— begin —

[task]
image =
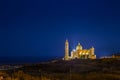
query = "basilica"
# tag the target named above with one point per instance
(79, 52)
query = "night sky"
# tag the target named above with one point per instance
(39, 28)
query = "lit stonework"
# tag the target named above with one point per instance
(66, 57)
(79, 52)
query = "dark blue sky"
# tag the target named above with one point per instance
(40, 27)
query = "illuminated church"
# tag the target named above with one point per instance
(79, 52)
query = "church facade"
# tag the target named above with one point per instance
(79, 52)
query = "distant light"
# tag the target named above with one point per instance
(74, 50)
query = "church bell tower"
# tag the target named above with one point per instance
(66, 57)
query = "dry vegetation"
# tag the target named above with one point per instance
(103, 69)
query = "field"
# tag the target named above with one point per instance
(100, 69)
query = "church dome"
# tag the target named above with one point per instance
(78, 47)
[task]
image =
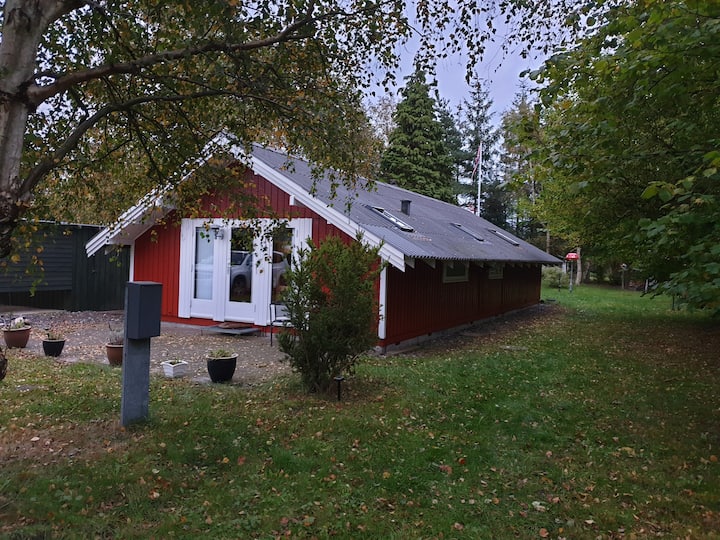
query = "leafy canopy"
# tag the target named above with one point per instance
(631, 149)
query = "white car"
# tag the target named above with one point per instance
(241, 270)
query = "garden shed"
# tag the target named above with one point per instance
(446, 268)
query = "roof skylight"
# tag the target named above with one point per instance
(469, 232)
(399, 223)
(504, 237)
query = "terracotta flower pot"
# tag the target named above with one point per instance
(53, 347)
(17, 338)
(222, 369)
(174, 370)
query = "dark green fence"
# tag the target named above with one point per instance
(66, 278)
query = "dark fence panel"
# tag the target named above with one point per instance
(68, 279)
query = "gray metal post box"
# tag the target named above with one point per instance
(142, 309)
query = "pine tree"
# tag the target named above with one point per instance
(417, 157)
(477, 129)
(521, 135)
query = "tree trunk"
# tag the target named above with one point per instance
(24, 23)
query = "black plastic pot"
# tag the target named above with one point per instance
(222, 369)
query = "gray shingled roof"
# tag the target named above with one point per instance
(439, 230)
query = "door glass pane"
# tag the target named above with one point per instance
(281, 257)
(203, 277)
(241, 265)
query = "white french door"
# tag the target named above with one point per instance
(230, 272)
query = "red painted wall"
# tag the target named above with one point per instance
(157, 258)
(419, 303)
(157, 252)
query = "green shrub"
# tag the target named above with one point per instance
(553, 276)
(332, 306)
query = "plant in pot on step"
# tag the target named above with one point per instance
(221, 365)
(53, 343)
(174, 368)
(114, 346)
(16, 333)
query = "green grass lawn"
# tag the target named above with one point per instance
(597, 416)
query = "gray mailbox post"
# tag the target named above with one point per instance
(143, 301)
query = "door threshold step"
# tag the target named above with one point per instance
(231, 328)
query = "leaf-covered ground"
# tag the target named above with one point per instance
(596, 416)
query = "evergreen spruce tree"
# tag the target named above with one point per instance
(478, 131)
(521, 135)
(417, 157)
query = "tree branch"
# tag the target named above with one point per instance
(48, 164)
(37, 94)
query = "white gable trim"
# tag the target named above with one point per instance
(338, 219)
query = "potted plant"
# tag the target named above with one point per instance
(53, 343)
(17, 333)
(221, 365)
(114, 347)
(174, 368)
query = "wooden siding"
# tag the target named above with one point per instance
(157, 252)
(419, 303)
(157, 258)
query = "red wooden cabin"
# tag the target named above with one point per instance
(447, 268)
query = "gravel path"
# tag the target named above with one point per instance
(87, 332)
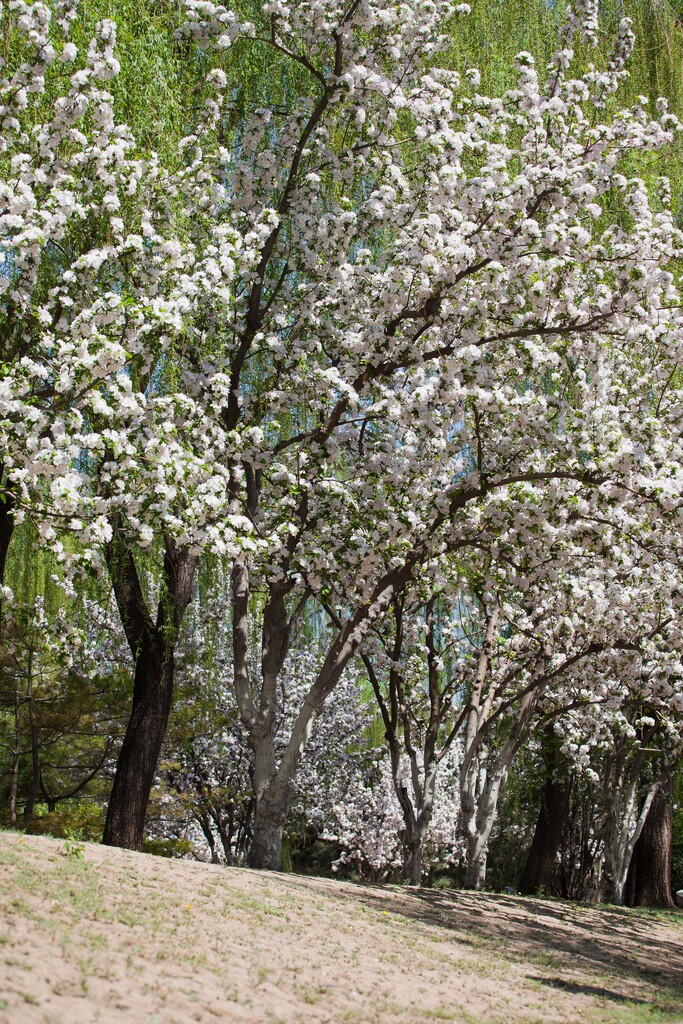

— end —

• OBJECTIVE:
Work out how many lines in the entries above contain the string "gray", treating uppercase and lowercase letters as different. Reply with that number alone.

• RESULT OF THE TASK:
3